═══ QUOTED TEXT
Class SubsetByExpression

All Implemented Interfaces:
Serializable, CapabilitiesHandler, CapabilitiesIgnorer, CommandlineRunnable, OptionHandler, RevisionHandler, WeightedAttributesHandler, WeightedInstancesHandler

public class SubsetByExpression extends SimpleBatchFilter implements WeightedInstancesHandler, WeightedAttributesHandler
Filters instances according to a user-specified expression.

Examples:
- extracting only mammals and birds from the 'zoo' UCI dataset:
(CLASS is 'mammal') or (CLASS is 'bird')
- extracting only animals with at least 2 legs from the 'zoo' UCI dataset:
(ATT14 >= 2)
- extracting only instances with non-missing 'wage-increase-second-year'
from the 'labor' UCI dataset:
not ismissing(ATT3)

Valid options are:

 -E <expr>
  The expression to use for filtering
  (default: true).
 -F
  Apply the filter to instances that arrive after the first
  (training) batch. The default is to not apply the filter (i.e.,
  always return the instance)
 -output-debug-info
  If set, filter is run in debug mode and
  may output additional info to the console
 -do-not-check-capabilities
  If set, filter capabilities are not checked when input format is set
  (use with caution).
Version:
$Revision: 14508 $
Author:
fracpete (fracpete at waikato dot ac dot nz)
See Also:
  • Constructor Details

    • SubsetByExpression

      public SubsetByExpression()
  • Method Details

    • globalInfo

      public String globalInfo()
      Returns a string describing this filter.
══════
═══ RECORDS SHOWN
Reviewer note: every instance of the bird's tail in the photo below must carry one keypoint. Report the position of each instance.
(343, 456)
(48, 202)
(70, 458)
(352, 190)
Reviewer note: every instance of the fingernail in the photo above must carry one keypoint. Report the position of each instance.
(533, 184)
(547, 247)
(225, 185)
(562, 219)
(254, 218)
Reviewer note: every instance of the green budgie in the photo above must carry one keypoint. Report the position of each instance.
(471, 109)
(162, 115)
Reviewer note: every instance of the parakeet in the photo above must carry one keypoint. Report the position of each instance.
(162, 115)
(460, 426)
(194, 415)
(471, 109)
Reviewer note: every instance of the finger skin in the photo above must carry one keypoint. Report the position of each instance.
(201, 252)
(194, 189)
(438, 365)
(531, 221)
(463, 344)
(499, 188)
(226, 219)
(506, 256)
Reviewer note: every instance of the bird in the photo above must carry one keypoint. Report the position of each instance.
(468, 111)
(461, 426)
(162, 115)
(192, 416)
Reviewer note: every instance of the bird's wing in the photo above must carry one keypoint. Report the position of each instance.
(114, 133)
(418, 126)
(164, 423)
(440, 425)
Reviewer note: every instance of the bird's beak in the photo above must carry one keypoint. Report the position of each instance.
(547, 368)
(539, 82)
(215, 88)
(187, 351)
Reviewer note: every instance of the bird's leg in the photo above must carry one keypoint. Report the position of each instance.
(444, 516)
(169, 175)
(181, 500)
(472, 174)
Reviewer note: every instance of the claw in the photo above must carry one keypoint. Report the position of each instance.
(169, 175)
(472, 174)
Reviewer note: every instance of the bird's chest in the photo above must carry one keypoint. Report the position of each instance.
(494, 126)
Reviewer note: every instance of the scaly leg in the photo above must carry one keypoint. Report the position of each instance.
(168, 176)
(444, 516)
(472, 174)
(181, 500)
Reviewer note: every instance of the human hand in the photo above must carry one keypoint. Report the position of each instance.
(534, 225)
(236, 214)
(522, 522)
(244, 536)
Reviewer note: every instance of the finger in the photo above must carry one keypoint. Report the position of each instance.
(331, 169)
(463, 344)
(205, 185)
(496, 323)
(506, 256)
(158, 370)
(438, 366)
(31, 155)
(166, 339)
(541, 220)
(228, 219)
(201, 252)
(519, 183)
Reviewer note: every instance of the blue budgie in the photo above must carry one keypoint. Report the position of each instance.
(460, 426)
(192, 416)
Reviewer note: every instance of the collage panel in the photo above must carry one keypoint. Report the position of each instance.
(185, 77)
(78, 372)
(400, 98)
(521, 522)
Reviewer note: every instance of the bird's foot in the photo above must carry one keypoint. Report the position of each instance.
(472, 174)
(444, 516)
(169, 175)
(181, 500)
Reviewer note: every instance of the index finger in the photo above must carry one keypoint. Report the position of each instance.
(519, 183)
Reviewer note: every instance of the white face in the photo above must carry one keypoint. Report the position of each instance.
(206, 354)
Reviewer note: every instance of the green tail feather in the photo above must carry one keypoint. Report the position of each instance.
══════
**REQUIREMENTS**
a: Switch "tail feather" to "tail plume" in the part of the records that opens with the line containing "Reviewer note: every instance of the white" and closes at the end of the records, leaving everything else unchanged. Reproduce only that part.
b: Resume the documentation for the SubsetByExpression filter class from the point where the text stops.

**THE RESULTS**
a:
Reviewer note: every instance of the white face in the photo above must carry one keypoint. Report the position of each instance.
(206, 354)
Reviewer note: every instance of the green tail plume in the photo above must carry one keypoint. Report the position of each instance.

b:
      Specified by:
      globalInfo in class SimpleFilter
      Returns:
      a description of the filter suitable for displaying in the explorer/experimenter gui
    • mayRemoveInstanceAfterFirstBatchDone

      public boolean mayRemoveInstanceAfterFirstBatchDone()
      SubsetByExpression may return false from input() (thus not making an instance available immediately) even after the first batch has been completed if the user has opted to apply the filter to instances after the first batch (rather than just passing them through).
      Overrides:
      mayRemoveInstanceAfterFirstBatchDone in class Filter
      Returns:
      true this filter may remove (consume) input instances after the first batch has been completed.
    • input

      public boolean input(Instance instance) throws Exception
      Input an instance for filtering. Filter requires all training instances be read before producing output (calling the method batchFinished() makes the data available). If this instance is part of a new batch, m_NewBatch is set to false.
      Overrides:
      input in class SimpleBatchFilter
      Parameters:
      instance - the input instance
      Returns:
      true if the filtered instance may now be collected with output().
      Throws:
      IllegalStateException - if no input structure has been defined
      Exception - if something goes wrong
      See Also:
    • listOptions

      public Enumeration<Option> listOptions()
      Returns an enumeration describing the available options.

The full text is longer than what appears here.